*** Given information

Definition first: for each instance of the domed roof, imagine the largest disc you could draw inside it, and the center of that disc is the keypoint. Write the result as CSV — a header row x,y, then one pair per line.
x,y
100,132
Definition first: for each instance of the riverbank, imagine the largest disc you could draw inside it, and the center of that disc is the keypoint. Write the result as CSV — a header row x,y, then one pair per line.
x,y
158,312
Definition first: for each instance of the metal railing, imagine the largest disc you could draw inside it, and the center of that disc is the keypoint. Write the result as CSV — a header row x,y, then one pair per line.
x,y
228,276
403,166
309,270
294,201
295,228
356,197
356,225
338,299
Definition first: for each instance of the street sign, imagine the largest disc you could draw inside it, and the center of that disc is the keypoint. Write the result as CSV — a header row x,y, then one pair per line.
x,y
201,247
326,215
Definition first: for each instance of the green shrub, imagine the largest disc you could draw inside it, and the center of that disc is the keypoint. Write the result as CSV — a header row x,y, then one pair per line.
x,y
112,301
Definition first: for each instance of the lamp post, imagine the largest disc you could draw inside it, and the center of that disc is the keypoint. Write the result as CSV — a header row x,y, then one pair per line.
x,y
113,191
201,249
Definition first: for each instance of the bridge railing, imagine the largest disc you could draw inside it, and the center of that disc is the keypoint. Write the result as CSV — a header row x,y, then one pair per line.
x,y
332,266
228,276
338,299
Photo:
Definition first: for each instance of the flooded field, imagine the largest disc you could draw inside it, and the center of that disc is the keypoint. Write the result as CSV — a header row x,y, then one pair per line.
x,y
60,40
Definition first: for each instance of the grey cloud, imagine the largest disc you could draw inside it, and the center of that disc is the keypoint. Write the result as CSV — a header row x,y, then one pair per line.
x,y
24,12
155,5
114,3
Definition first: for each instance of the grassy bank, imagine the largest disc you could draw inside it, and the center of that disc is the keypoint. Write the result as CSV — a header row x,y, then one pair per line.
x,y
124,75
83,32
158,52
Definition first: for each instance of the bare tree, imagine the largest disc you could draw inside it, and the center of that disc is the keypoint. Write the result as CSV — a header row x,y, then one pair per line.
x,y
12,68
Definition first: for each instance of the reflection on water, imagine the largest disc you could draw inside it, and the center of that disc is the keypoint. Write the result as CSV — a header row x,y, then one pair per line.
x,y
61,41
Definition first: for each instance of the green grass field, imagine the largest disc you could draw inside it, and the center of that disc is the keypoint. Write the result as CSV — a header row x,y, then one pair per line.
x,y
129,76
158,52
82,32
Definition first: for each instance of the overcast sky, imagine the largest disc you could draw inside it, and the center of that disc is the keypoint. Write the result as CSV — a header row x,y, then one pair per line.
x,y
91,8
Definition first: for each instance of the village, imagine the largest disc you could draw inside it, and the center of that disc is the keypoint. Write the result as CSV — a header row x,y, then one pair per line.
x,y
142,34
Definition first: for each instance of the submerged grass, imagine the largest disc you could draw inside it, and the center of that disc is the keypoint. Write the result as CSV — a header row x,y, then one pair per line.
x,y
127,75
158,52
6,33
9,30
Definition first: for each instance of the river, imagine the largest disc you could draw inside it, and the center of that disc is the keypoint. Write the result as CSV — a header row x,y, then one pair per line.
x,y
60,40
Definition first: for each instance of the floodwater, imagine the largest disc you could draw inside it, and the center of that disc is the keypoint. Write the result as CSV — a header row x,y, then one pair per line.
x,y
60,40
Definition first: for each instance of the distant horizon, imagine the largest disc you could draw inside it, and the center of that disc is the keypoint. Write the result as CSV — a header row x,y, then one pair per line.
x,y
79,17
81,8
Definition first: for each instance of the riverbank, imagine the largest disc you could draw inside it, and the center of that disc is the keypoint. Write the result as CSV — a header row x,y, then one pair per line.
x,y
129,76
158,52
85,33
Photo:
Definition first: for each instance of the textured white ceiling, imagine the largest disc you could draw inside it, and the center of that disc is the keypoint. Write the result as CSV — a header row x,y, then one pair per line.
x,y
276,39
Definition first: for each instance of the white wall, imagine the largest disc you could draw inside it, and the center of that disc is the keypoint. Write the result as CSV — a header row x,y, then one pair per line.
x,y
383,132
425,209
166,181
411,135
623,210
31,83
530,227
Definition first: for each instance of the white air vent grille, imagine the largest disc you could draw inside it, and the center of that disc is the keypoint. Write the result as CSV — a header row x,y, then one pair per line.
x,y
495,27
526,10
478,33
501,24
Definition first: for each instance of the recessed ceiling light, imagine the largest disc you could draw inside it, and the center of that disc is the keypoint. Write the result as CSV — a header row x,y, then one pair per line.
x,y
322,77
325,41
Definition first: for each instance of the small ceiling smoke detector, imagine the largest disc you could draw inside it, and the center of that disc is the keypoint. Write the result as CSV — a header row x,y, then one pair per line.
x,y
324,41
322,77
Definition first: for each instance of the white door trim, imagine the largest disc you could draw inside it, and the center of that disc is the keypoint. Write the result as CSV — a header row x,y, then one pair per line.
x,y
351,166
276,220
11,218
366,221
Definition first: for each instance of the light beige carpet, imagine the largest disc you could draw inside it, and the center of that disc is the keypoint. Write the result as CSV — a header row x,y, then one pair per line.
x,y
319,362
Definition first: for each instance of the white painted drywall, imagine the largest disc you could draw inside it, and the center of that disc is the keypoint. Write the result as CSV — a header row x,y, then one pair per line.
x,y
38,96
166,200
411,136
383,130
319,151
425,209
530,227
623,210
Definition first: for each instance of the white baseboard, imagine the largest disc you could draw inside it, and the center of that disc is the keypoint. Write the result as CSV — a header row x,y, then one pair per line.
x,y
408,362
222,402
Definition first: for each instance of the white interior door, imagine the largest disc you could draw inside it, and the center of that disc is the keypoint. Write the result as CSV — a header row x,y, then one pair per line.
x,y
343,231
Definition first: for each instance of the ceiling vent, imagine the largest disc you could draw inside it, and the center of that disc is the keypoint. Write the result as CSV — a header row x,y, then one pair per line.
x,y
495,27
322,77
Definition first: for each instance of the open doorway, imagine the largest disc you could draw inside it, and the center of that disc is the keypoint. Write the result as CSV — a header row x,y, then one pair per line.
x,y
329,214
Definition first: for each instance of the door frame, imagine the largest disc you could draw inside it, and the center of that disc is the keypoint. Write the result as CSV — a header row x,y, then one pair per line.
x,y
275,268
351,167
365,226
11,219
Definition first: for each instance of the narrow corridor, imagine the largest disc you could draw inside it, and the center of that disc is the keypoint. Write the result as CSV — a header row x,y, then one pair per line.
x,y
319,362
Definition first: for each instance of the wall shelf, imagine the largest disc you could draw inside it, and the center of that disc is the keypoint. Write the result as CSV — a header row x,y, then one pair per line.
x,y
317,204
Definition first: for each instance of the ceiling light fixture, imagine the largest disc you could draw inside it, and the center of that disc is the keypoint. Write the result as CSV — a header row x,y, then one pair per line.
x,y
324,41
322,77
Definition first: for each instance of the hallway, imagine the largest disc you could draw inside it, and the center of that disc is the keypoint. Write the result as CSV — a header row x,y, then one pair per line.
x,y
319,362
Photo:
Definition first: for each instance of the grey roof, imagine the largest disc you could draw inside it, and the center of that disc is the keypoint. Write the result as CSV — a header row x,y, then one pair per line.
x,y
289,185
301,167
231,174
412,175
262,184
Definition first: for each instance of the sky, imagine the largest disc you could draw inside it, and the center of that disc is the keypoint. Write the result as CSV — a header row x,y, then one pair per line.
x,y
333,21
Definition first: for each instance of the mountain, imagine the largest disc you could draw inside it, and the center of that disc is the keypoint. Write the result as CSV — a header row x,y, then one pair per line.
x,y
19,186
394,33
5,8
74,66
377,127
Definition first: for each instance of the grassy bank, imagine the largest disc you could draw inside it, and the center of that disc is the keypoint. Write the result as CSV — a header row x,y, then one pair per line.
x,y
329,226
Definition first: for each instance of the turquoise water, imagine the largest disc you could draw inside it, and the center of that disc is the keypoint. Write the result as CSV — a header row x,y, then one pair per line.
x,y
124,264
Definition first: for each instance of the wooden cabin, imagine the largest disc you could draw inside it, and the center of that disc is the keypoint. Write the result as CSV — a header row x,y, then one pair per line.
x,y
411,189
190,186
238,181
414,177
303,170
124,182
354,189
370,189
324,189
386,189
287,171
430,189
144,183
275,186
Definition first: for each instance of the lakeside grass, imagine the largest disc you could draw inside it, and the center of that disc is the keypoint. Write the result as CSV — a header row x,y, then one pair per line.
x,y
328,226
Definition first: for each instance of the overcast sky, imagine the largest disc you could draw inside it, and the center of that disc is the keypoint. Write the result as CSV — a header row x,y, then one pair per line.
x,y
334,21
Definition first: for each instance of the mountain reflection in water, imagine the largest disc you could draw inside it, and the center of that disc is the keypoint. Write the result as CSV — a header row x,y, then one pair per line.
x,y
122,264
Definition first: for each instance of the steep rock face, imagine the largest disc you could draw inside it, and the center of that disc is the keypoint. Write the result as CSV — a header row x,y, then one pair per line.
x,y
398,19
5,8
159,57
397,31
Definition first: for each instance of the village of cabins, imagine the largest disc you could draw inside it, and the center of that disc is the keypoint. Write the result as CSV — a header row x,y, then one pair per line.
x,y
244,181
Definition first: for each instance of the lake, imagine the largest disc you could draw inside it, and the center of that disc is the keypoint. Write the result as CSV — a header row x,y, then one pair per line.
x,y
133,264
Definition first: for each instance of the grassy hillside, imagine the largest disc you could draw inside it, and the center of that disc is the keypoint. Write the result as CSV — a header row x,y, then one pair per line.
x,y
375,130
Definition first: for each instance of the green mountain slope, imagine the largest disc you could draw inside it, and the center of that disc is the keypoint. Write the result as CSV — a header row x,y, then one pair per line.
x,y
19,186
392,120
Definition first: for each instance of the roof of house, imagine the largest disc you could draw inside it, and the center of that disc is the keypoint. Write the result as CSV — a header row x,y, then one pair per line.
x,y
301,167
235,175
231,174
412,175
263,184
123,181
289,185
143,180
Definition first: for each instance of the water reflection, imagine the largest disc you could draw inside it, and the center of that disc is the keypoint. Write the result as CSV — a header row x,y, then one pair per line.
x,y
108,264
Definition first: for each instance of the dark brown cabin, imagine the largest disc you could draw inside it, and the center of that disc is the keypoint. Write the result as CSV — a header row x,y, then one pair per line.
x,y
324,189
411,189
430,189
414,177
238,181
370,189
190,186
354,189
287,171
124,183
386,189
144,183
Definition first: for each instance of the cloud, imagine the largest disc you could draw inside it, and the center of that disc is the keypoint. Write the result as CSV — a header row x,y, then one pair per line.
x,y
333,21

******

Reproduce verbatim every line starting at the one that contains "Definition first: for each instance of the water" and ending with the final line of the entries, both ends included.

Definition first: for each instance of the water reflection, imagine the largest disc you could draw inside it, and the center of that disc is the keypoint. Write the result as CSV — a header row x,y, then one pair per line.
x,y
108,264
Definition first: for each instance of the dark brown cabin, imagine the largest disc you could draw inside it, and the center of that disc is the keypoint. Write the result as CSV — a header row x,y, then one pair per line.
x,y
324,189
411,189
430,189
414,177
238,181
370,189
190,186
354,189
287,171
124,183
386,189
144,183
Definition first: for each instance of the cloud, imagine the largest disc you could draw inside it, and the center of that disc is the keypoint. Write the result as CSV — a header row x,y, then one pair per line.
x,y
333,21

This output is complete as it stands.